Material.

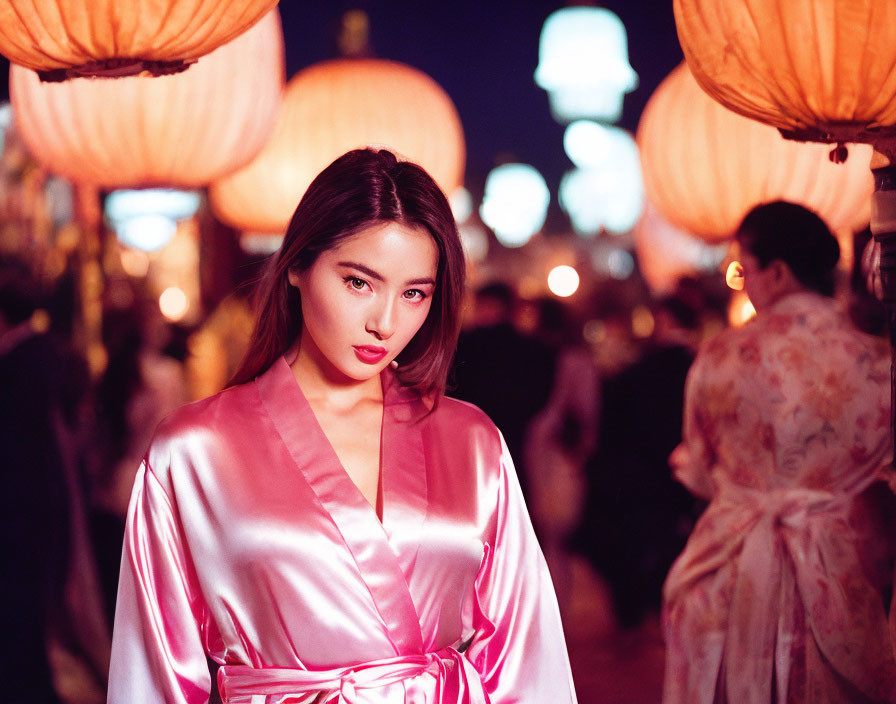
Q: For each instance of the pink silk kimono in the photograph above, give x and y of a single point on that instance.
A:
(248, 543)
(786, 422)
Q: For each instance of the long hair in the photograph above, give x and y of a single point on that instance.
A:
(361, 189)
(796, 236)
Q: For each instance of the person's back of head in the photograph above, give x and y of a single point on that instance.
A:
(19, 293)
(494, 304)
(796, 236)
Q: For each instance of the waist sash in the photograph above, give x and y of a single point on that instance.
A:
(455, 680)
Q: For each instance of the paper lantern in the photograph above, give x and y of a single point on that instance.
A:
(704, 166)
(667, 254)
(329, 109)
(68, 38)
(182, 130)
(583, 64)
(817, 69)
(606, 191)
(515, 203)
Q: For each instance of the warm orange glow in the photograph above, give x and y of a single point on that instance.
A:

Problem statement.
Rewrite all the records above with every "photograph" changed to "image" and nothing else altered. Leave the pictures out.

Final answer.
Q: For each instance of the pink silk kimono in the image above, give x and y of a single point on that instance.
A:
(248, 543)
(786, 422)
Q: For each instance of the long hair in the image above, give x and y of a single point on that instance.
A:
(361, 189)
(796, 236)
Q: For each instance of the person's back of head in the image above, give x and y of a single point on that instance.
A:
(19, 293)
(494, 304)
(796, 236)
Q: For each instance of the waist sash in the image above, give x and y of a single point on that instance.
A:
(455, 680)
Q: For each instance of the paper lantern in the image above, give x and y of a single point on that instance.
A:
(704, 166)
(667, 254)
(329, 109)
(68, 38)
(182, 130)
(583, 64)
(817, 69)
(606, 191)
(515, 203)
Q: For each instance of the warm orange glow in the image above, give x and y of a single point on that instance.
A:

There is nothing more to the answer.